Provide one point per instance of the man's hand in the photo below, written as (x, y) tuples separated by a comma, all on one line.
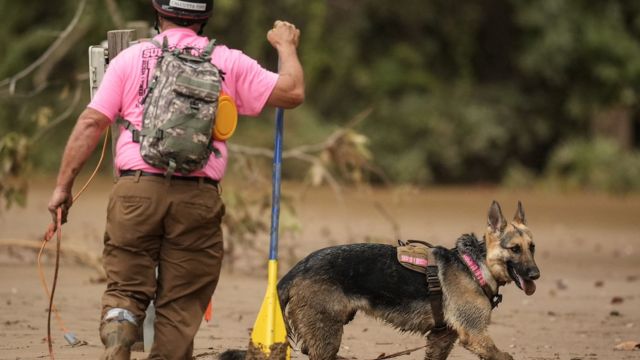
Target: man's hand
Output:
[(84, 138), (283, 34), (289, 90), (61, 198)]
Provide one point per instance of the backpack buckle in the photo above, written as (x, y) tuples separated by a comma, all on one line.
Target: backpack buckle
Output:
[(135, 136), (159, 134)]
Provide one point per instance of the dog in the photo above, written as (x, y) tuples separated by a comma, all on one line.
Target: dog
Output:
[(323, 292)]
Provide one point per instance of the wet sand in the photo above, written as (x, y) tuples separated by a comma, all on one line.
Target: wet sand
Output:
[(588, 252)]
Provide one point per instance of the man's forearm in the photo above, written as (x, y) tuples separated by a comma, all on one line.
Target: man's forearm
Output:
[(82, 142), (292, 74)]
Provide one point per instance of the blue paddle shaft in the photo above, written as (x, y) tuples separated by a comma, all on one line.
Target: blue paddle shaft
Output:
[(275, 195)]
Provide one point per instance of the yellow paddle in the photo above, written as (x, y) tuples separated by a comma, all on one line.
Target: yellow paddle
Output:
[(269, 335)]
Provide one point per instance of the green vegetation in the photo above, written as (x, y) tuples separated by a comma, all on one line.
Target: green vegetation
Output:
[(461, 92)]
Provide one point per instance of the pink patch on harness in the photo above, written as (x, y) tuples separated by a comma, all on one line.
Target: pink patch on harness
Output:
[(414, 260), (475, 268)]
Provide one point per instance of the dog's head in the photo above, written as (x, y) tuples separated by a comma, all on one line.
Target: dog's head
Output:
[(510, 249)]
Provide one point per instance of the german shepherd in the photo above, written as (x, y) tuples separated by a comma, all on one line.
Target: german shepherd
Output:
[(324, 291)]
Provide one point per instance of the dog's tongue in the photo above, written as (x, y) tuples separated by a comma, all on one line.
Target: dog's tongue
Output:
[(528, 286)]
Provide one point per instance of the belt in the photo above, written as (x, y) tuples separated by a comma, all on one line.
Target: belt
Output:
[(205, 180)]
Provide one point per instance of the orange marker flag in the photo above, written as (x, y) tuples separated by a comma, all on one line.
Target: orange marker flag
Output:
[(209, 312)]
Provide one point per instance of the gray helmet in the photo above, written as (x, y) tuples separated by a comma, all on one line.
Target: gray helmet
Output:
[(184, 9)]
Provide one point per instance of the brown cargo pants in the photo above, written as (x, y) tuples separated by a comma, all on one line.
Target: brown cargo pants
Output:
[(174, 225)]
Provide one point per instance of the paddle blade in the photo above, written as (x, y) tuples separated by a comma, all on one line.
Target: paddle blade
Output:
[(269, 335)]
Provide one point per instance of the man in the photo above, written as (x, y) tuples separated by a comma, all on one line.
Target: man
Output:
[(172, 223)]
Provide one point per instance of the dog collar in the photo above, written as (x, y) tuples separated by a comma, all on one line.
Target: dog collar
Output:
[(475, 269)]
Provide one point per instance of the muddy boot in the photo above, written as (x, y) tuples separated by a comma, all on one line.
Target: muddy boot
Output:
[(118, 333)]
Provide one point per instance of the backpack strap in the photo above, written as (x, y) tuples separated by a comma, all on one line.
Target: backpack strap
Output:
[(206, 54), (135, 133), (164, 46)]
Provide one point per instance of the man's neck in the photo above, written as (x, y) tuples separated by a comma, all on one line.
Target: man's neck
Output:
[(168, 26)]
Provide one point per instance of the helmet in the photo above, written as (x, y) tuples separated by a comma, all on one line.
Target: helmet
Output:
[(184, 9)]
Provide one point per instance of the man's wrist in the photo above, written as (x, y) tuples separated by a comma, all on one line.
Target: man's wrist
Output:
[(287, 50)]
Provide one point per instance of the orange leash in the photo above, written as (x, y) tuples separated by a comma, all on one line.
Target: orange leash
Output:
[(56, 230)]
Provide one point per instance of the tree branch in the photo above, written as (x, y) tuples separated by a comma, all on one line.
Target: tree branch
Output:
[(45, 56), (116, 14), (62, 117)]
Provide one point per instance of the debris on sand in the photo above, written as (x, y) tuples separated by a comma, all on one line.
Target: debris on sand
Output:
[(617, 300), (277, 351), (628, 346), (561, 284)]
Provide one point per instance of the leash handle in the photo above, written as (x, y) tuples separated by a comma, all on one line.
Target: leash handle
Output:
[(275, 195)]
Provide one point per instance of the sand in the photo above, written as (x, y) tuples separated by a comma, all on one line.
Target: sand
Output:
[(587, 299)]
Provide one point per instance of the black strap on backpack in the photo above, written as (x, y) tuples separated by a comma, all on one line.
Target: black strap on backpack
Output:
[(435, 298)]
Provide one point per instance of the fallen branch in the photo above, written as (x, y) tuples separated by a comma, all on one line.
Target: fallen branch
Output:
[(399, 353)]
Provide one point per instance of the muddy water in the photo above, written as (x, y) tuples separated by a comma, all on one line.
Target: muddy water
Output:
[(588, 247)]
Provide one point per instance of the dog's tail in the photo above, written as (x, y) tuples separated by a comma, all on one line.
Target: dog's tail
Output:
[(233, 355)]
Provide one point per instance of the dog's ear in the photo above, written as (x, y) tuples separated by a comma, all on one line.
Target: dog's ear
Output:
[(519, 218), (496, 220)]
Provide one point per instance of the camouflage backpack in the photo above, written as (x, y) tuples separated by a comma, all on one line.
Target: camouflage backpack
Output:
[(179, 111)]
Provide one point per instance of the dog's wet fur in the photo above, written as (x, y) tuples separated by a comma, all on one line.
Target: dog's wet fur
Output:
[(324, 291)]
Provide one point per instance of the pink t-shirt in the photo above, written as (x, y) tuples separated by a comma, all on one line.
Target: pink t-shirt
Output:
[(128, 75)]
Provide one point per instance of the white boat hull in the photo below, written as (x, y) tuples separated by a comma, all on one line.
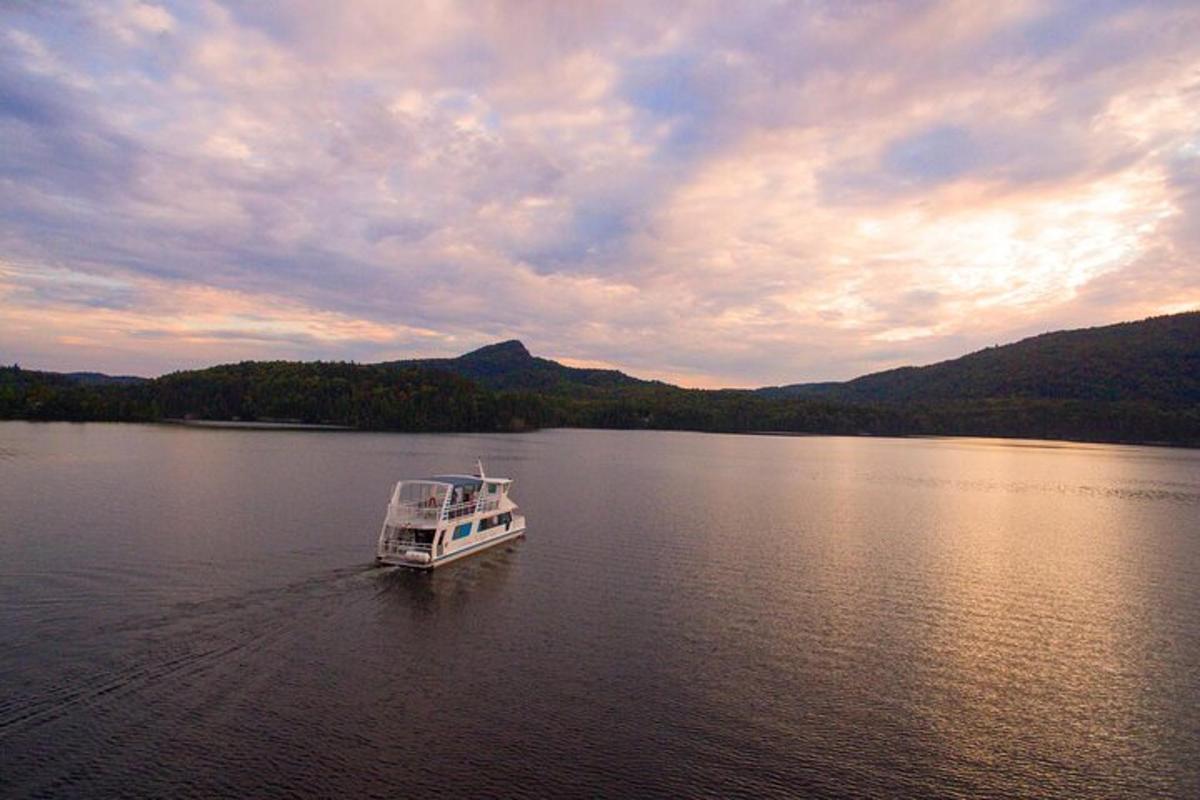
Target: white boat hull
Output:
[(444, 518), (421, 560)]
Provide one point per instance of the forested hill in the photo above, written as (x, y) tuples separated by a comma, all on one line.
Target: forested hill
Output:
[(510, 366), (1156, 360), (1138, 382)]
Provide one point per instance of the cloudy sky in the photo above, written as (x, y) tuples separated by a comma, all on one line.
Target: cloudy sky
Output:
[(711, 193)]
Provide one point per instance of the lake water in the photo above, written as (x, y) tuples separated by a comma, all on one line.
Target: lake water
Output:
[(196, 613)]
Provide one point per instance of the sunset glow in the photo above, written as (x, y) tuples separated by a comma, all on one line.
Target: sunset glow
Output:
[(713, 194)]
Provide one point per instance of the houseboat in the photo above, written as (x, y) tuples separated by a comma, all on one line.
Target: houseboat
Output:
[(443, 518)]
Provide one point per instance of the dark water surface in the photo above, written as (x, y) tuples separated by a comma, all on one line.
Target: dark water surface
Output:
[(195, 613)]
==
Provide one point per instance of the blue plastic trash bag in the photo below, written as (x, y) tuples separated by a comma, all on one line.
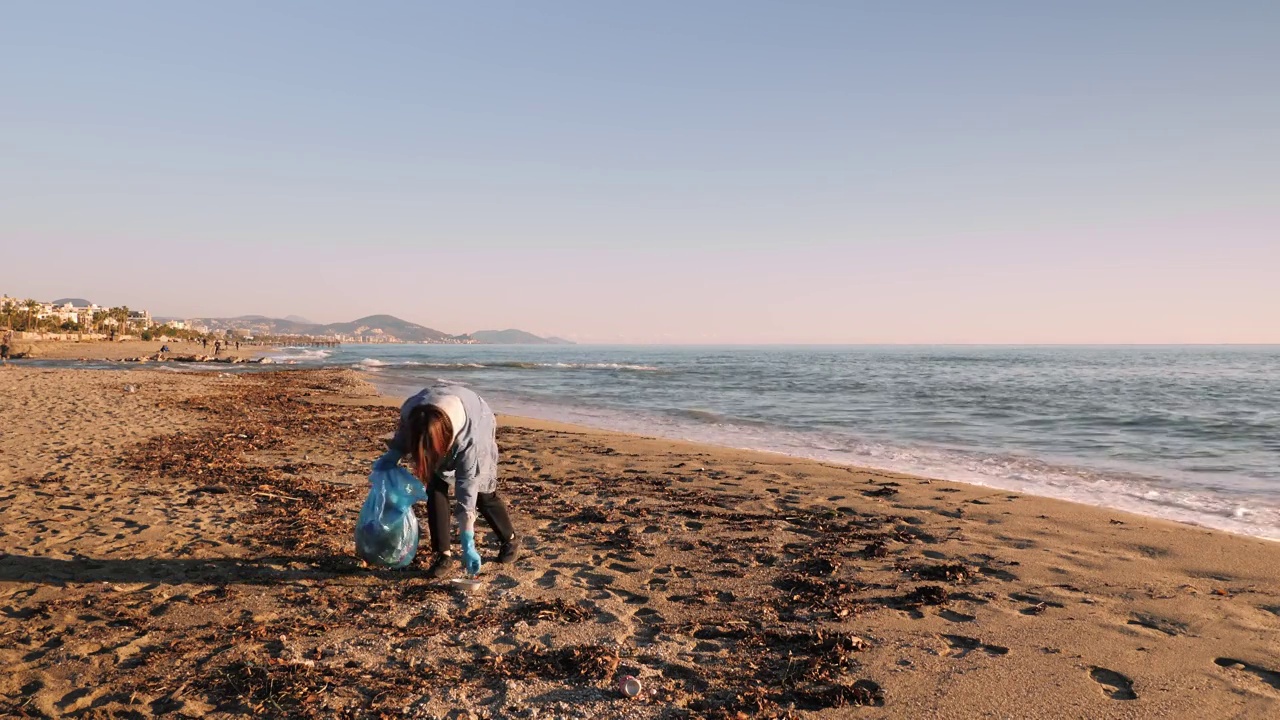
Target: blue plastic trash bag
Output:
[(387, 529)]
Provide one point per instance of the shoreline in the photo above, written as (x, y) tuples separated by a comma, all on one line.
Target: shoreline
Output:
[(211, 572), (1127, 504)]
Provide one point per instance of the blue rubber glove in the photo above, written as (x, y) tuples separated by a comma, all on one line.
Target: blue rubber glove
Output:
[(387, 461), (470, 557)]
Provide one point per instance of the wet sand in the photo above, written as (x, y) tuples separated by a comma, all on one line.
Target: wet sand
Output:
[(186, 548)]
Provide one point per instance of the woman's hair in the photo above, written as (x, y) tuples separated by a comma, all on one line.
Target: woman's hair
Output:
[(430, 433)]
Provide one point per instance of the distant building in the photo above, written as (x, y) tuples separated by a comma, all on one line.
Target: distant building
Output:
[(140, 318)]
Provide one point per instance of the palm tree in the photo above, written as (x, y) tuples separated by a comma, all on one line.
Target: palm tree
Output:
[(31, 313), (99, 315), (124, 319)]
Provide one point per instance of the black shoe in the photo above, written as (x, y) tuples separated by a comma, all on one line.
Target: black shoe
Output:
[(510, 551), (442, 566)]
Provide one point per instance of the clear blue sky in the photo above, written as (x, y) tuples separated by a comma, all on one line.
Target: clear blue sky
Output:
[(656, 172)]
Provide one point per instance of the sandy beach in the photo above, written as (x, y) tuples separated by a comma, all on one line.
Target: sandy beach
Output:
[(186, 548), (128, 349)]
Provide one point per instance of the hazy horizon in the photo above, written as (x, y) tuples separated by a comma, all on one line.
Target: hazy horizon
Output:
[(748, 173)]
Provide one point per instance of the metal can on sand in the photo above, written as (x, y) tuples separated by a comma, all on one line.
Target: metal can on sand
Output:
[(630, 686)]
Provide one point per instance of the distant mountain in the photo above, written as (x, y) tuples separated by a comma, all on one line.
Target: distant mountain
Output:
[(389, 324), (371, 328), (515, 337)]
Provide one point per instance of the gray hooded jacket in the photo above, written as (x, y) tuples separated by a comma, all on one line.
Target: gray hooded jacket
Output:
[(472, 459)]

:: WHAT IS BEING ASKED ::
Report every line in the data that holds "green", copying each one.

:: EXPECTED OUTPUT ::
Provide one point per instance of the green vegetation in the photo above, written as (x, y) tuples separated by a comma, all on one line.
Target: green vegetation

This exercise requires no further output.